Information provided
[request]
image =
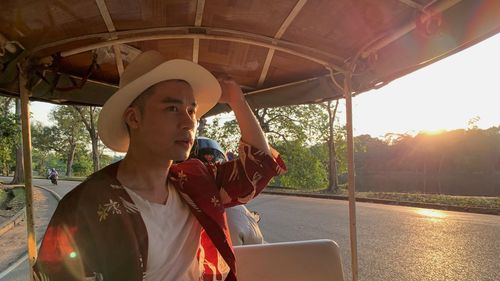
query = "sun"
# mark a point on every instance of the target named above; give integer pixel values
(433, 132)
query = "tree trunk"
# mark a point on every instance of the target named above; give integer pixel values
(202, 127)
(95, 151)
(95, 139)
(19, 172)
(90, 126)
(71, 158)
(333, 184)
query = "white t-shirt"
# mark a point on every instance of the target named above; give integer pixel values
(174, 238)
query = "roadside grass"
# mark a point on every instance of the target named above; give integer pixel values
(63, 178)
(11, 204)
(448, 200)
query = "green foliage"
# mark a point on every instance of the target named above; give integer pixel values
(226, 133)
(306, 166)
(83, 162)
(9, 137)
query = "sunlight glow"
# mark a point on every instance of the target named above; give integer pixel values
(433, 132)
(431, 213)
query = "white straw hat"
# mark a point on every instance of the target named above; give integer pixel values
(148, 69)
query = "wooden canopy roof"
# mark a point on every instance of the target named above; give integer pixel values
(282, 52)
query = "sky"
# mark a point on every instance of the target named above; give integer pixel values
(445, 95)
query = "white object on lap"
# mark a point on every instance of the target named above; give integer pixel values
(313, 260)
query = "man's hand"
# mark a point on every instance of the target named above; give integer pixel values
(231, 91)
(250, 130)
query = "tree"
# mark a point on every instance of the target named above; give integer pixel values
(9, 139)
(333, 184)
(69, 132)
(88, 115)
(19, 171)
(300, 133)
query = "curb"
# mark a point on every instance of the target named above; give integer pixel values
(20, 216)
(24, 256)
(15, 219)
(476, 210)
(12, 221)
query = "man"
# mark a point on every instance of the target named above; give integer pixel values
(145, 218)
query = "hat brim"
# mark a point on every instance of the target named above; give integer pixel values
(111, 125)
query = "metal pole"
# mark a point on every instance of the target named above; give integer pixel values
(28, 177)
(351, 181)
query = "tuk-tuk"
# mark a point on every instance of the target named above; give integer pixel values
(282, 52)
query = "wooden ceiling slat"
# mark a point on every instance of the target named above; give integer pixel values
(254, 16)
(287, 68)
(33, 23)
(133, 14)
(348, 25)
(200, 8)
(240, 61)
(300, 4)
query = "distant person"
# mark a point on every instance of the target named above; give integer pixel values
(208, 156)
(243, 226)
(144, 217)
(230, 156)
(53, 175)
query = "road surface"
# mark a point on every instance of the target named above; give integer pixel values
(394, 243)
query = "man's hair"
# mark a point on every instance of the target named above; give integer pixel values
(140, 101)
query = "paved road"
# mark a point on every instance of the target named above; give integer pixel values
(21, 271)
(394, 243)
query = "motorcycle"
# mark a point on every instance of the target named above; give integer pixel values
(53, 178)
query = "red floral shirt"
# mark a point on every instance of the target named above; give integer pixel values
(97, 233)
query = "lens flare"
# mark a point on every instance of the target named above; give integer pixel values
(431, 213)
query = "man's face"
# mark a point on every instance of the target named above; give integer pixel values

Task directions
Set down every entry above verbatim, without pictures.

Written response
[request]
image =
query = "sun"
# mark a point on every instance of the target named above; give integer pixel values
(433, 132)
query = "tree trunk"
# mark a point on every instance of the target named above; give integer pixel values
(202, 127)
(95, 151)
(95, 139)
(19, 172)
(90, 126)
(71, 158)
(333, 184)
query = "white t-shirt"
# mark a point on every instance of the target named above; give integer pixel values
(174, 238)
query = "roadside grass"
# mark a point on every instance of the target named above; give integer pixel values
(63, 178)
(11, 204)
(448, 200)
query = "green foliage"
# mark a point on every instance of the target named above; give integer pixel values
(226, 133)
(306, 166)
(83, 162)
(9, 137)
query = "sunlight glow"
# mark a point on every instance of the target named above; give integer pixel values
(433, 132)
(431, 213)
query = "white straw hat"
# mark a point on every instance of the target named above; give integer pixel values
(148, 69)
query = "wooden canopy roof"
# mark a point on every instance of the target named above; give integer pixel values
(282, 52)
query = "sky"
# mark a point on every instance of the target named above; give integer pixel values
(445, 95)
query = "white object on lap"
# mark a point on every instance of the target named above; give integer pixel values
(313, 260)
query = "man's hand"
# mark a point on every instance of the target named above; give integer pixel values
(231, 91)
(250, 130)
query = "tree"
# mark a point on every instance of the target named above; give integer pixel values
(9, 139)
(333, 184)
(69, 132)
(88, 115)
(19, 171)
(300, 133)
query = "curb"
# mark a point on every instance of the target named above; give integer pixel values
(20, 216)
(24, 256)
(15, 219)
(476, 210)
(12, 221)
query = "man"
# mark a point on every instance of the target named above; give integer pixel values
(145, 218)
query = "hat brim"
# mark a point on every instance of the target named above; give integer pixel values
(111, 125)
query = "metal pole"
# mark a point on every instance of the target named above; give integer pixel values
(28, 177)
(351, 181)
query = "tuk-tuk"
# mark a point on every instance of the target named above; give integer pixel values
(282, 52)
query = "wooden ceiling slat"
# mark a point on every instance of the target named above; give integer pixel values
(254, 16)
(287, 68)
(33, 23)
(133, 14)
(348, 25)
(200, 8)
(240, 61)
(300, 4)
query = "distant person"
# mark a point on every instance of the target named above; give integer pixel values
(208, 156)
(243, 226)
(144, 217)
(230, 156)
(53, 175)
query = "road surface"
# mark a point on every instance of the target named above; give integer pixel values
(394, 243)
query = "man's hair"
# mark a point on every instance of the target named above; give integer pixel values
(140, 101)
query = "paved road"
# mark a point on every instance of the target named above; give integer pixel values
(21, 271)
(394, 243)
query = "motorcycle"
# mark a point on every instance of the target named above; give integer pixel values
(53, 178)
query = "red floral shirt"
# mark a point on every instance of the target named above; give integer pixel values
(97, 233)
query = "lens flare"
# mark a point on every instance of the target named above; give integer pixel values
(431, 213)
query = "man's face"
# mark a point on every instance of the target named above; give integer pixel values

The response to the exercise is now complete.